Provided data:
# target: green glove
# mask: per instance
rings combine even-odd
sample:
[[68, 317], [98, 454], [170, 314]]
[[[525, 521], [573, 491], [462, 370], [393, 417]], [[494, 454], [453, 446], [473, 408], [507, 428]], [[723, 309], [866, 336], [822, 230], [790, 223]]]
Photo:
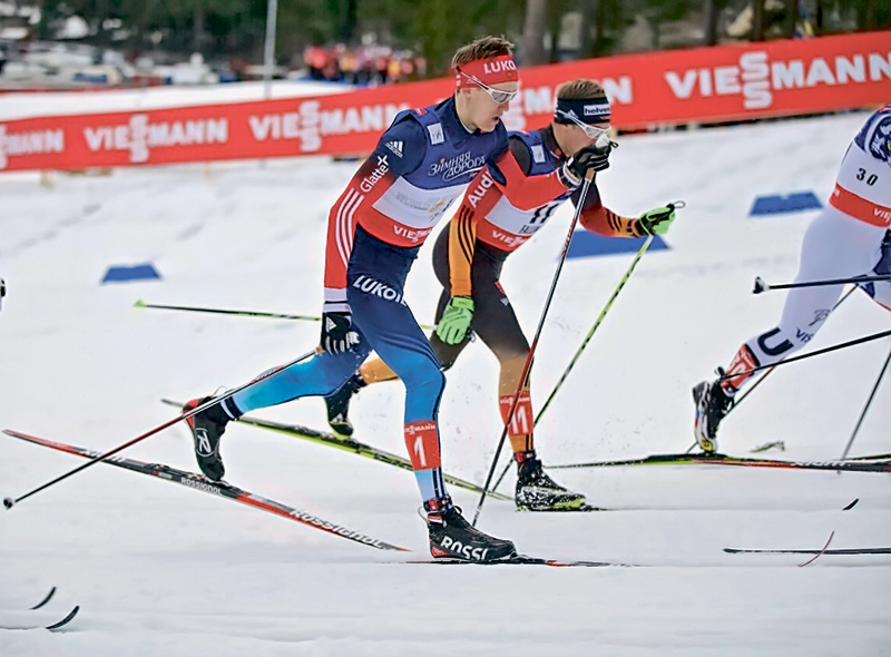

Task to complete: Rewrite the material above with "green" swapped for "blue" and every other line left as it is. Leave out the pictures.

Answer:
# target: blue glove
# mask: per instance
rings combine even-odd
sample:
[[68, 317], [98, 454], [170, 314]]
[[[525, 521], [573, 491], [462, 370], [393, 417]], [[494, 454], [453, 446], [473, 408], [507, 428]], [[723, 309], [866, 336], [822, 230], [790, 223]]]
Photo:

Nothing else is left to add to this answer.